• _TASK_
Whatever appears in the records, write it out again exactly.

• _GIVEN ENTRIES_

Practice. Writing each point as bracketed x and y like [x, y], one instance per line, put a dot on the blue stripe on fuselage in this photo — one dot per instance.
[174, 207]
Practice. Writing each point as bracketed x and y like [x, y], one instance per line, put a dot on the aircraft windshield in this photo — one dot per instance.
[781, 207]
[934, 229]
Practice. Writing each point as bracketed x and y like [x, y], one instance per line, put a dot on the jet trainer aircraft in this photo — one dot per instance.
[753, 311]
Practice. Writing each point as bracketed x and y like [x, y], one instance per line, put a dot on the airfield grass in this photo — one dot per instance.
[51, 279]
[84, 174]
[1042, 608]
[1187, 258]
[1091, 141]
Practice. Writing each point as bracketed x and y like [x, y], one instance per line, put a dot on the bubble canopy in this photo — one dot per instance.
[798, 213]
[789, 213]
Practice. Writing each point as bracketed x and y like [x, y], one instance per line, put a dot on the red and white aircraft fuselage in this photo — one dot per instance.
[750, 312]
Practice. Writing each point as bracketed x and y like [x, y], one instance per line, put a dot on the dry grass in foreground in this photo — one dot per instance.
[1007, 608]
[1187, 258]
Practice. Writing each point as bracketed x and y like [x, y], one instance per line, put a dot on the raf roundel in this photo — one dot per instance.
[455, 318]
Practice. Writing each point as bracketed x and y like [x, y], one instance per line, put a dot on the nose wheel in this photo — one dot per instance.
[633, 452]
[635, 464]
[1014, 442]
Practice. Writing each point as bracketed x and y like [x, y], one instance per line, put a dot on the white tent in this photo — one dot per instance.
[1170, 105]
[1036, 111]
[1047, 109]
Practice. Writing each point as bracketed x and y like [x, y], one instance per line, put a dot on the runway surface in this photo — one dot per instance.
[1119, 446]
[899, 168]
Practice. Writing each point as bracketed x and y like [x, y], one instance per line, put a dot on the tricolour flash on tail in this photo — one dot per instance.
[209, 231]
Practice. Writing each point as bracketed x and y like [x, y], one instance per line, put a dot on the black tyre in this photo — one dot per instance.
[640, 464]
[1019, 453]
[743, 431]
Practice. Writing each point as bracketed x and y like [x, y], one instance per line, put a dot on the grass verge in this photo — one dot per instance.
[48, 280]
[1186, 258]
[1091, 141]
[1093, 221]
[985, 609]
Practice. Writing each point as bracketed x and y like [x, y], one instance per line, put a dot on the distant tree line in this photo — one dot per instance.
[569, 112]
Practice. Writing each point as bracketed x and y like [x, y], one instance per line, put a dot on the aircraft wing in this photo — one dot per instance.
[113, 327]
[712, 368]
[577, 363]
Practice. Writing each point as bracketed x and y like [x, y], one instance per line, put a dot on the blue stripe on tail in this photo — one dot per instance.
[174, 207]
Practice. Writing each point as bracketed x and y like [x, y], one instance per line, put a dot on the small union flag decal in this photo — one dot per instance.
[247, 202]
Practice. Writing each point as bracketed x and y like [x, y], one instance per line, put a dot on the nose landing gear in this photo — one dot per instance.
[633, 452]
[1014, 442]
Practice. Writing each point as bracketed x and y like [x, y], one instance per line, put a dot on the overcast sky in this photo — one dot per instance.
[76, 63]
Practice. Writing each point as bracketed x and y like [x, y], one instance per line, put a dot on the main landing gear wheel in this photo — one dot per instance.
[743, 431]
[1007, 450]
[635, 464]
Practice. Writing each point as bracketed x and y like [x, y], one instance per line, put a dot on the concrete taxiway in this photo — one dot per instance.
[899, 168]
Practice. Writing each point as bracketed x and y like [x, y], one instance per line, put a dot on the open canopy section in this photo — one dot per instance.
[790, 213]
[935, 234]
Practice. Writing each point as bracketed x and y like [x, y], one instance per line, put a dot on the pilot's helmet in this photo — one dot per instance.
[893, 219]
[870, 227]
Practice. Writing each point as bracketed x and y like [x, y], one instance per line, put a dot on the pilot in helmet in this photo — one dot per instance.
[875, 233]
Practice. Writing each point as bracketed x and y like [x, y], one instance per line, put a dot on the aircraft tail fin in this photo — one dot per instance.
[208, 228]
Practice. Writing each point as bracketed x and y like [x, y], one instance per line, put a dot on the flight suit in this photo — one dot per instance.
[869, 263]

• _EXPECTED ANSWER_
Practice. Writing each point as bracketed x and y like [x, y], one instance per line, put a dot on the blue stripe on fuselage in this photo — one dot per instance.
[174, 207]
Practice. Writing each point as bracketed x and y like [x, y], one instance per line, put a dot on the aircraft windshield in this photo — one dot per instance.
[781, 207]
[934, 229]
Practice. Writing each point as bracketed x and y like [x, y], one instance per line, put a dot on the jet trainer aircraft in this photo — one dot per instance.
[753, 311]
Practice. Writing each point as bracketed x and y like [x, y], one instance per line, put a dot on the airfield grass in this photo — one dot per instance.
[51, 279]
[84, 174]
[1042, 608]
[1187, 258]
[1091, 141]
Practice. Writing each point as bracketed x and y like [x, y], one instance per line, put a dot on the bubble canopy in this photo — one dot per instance.
[798, 213]
[789, 213]
Practice. Writing each point as bracketed x and y like [x, y], one instance per line, put a dot on the red and white aircraft fuselage in this photo — one dot per instance.
[750, 312]
Practice. Writing each point as bracketed x and y like [x, y], one instance per line, put a dot on the dry grass in foreground in this photo — one dot per instance.
[1007, 608]
[1187, 258]
Practice. Writing each point as bracketed x and y like [x, y], one instance per line, put a dot on the raf roundel in this photo — one dot per instance.
[455, 318]
Practice. Writing each point as bracketed x and y like [x, y], one instance per line, put a dot on the nose wheel in this photo — one dot per instance.
[633, 452]
[635, 464]
[1014, 442]
Practice. Writing each point as bracketed x and y like [x, y], one instance per line, put a dot on the white tent in this photo — one dot per instance.
[1170, 105]
[1036, 111]
[1047, 109]
Practice. Writing each point as bracketed x and y like [x, y], one instance per line, put a dot on the runway surface in this photo — one dot per instance.
[1119, 446]
[899, 168]
Practice. Writing each point as bracketed x and y like [x, y], one instance per line, put a dot on the tricolour flash on tail in this photo — one dot per instance.
[209, 231]
Practice. Writing each point as bracketed x and y like [x, y], one instance per line, put a dot on the black tyre in this photo — one dot per instance.
[640, 464]
[1019, 453]
[743, 431]
Practice. Writing each point as bracketed x and y like [x, y], one instance per line, put a dot on the grass verge in this photo — one dot per instance.
[48, 280]
[1186, 258]
[1091, 141]
[1093, 221]
[985, 609]
Practice. Writing each point as bracketed x and y like [x, y], one instance per line, put a dot on the distant tree line in this photo — one dot per instance.
[569, 112]
Practice. Writing each point as bracketed x and y like [x, y], one instance per line, put a dot on the aircraft wing in this photo — one dot per instance.
[113, 327]
[712, 368]
[577, 363]
Practice. Writing each point as bracketed x and y like [x, y], one instance per line, put a dot on the blue stripe on tail in this photo — one dot per instance.
[174, 207]
Practice. Writing each point as bracketed x and y like [x, y], one instance per line, put a dot on the small union flag decal in this photo — one dot per instance.
[247, 202]
Practice. Writing each point as bracketed x and y like [x, y], one instance per line, put a dot on the nose landing gear in this photo — one dot per instance.
[633, 452]
[1014, 442]
Practice. Writing each point as bracketed x and y like [x, y], one instance per line, put a dot on the overcast sky in this photo — one dot per instance.
[76, 63]
Practice. Writing each point as bracketed x and y like [x, y], one instance per line, put a dot on the main landing gear wheel in this photo — one dot per instance.
[743, 431]
[1007, 450]
[635, 464]
Practice. Writing each point as bracketed x and y like [x, y], one instance per line, put a dot on the concrete taxiway in this photo — one dot per instance.
[899, 168]
Practice. Writing each point as bracketed x and y like [x, y], one instance per line, put a dot on the open canopy section in this photo — one dot per instance.
[790, 213]
[935, 234]
Practice. Writing each point as bracketed x and y like [x, y], one instance per line, put a dot on the pilot's helmet in this photo — one dot per instance.
[893, 219]
[870, 227]
Practice. Writing each point as bracketed x and y like [x, y], one instance per line, put a dot on the pilot in helmet in this photo — one dot per instance.
[875, 233]
Practice. Writing each point as bracketed x and y like [x, y], one instance per line, put a dot on the aircraft tail fin in this photo — one dot per instance.
[208, 228]
Practice. Writing each point as bracketed x and y like [x, y], one instance per line, put a dot on the flight suit in this photo — one dot per instance.
[869, 263]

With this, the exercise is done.